**Document**
-*-
[NTLUG:Discuss] Re: RPM craziness -- YUM version, Fedora Extras YUM and APT packages ...
Bryan J. Smith
b.j.smith at ieee.org
Sun Oct 24 04:15:59 CDT 2004
On Sat, 2004-10-23 at 08:50, Terry Henderson wrote:
> So we should change /etc/yum.conf lines:
> =====================================
> [base]
> name=Red Hat Linux $releasever - $basearch - Base
> baseurl=http://mirror.dulug.duke.edu/pub/yum-repository/redhat/$releasever/$base
> arch/
> [updates]
> name=Red Hat Linux $releasever - Updates
> baseurl=http://mirror.dulug.duke.edu/pub/yum-repository/redhat/updates/$releasev
> er/
> =============================================
> To?:
Well, I was kinda interested in where you got your YUM from.
What do you get with:
rpm -qa |grep -i yum
Here is the official Fedora Extras (Fedora.US, fka The Fedora Project
for Red Hat Linux 8 and 9 before the Red Hat merge) YUM package:
http://download.fedora.us/fedora/redhat/9/i386/RPMS.stable/yum-2.0.3-0.fdr.1.rh90.noarch.rpm
BTW, those look like mirrors of the Red Hat YUM repository, but I don't
use YUM enough to be totally familiar -- let alone I've moved _all_
CL3.1 (Red Hat Linux 9) systems to CL3.2 (Fedora Core 1) as it is the
latest and most reliable in the CL3/EL3 series. Plus Red Hat could end
legacy updates for it any day now -- leaving only 2 legacy trees, CL2.3
(Red Hat Linux 7.3) and CL3.2 (Fedora Core 1).
-*-
**Data lines**
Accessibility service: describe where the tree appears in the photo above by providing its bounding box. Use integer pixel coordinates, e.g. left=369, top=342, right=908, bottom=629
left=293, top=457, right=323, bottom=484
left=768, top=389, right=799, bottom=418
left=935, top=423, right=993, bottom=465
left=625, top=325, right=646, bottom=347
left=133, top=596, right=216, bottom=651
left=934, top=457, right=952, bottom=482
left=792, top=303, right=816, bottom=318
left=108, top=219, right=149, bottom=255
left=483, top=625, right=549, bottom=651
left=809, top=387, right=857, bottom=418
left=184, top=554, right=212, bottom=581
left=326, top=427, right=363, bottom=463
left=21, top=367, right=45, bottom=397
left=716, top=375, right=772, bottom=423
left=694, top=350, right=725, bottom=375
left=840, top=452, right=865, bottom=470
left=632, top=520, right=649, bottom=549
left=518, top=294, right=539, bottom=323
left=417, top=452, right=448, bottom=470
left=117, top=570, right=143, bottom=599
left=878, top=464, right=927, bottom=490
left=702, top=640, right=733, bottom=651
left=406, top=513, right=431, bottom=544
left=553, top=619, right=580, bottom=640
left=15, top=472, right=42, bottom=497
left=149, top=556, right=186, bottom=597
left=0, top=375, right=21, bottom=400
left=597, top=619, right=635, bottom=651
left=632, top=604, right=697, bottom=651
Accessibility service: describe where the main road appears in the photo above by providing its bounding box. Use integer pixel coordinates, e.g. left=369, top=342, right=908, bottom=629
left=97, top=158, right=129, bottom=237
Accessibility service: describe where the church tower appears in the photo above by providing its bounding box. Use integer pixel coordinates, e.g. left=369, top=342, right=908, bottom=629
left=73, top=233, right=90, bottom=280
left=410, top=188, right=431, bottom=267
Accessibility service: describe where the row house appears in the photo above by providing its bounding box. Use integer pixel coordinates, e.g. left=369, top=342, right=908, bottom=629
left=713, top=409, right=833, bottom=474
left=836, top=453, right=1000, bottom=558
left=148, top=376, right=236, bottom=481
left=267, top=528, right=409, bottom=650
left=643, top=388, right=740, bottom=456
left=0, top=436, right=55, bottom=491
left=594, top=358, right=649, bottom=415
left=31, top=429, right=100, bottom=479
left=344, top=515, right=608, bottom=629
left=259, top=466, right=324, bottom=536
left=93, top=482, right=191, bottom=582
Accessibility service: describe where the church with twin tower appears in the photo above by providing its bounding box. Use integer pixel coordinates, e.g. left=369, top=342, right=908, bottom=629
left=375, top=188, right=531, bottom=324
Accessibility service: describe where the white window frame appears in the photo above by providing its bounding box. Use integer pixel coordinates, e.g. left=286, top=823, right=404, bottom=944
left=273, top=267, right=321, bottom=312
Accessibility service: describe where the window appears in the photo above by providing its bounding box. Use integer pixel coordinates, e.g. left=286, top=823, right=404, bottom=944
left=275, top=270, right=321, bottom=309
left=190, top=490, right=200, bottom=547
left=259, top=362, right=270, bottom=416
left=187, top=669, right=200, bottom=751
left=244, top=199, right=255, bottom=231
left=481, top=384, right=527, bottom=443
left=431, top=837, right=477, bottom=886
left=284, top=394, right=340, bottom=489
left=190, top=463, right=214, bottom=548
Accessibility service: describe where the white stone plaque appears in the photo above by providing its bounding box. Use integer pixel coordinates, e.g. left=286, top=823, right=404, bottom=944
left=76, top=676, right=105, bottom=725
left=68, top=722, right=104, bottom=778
-*-
**What is required**
Edit the stretch of the mailing list post from "What do you" through "(Fedora Core 1).", replacing "legacy" with "extended". The rows are separate material and have no connection to the mailing list post.

**Exercise result**
What do you get with:
rpm -qa |grep -i yum
Here is the official Fedora Extras (Fedora.US, fka The Fedora Project
for Red Hat Linux 8 and 9 before the Red Hat merge) YUM package:
http://download.fedora.us/fedora/redhat/9/i386/RPMS.stable/yum-2.0.3-0.fdr.1.rh90.noarch.rpm
BTW, those look like mirrors of the Red Hat YUM repository, but I don't
use YUM enough to be totally familiar -- let alone I've moved _all_
CL3.1 (Red Hat Linux 9) systems to CL3.2 (Fedora Core 1) as it is the
latest and most reliable in the CL3/EL3 series. Plus Red Hat could end
extended updates for it any day now -- leaving only 2 extended trees, CL2.3
(Red Hat Linux 7.3) and CL3.2 (Fedora Core 1).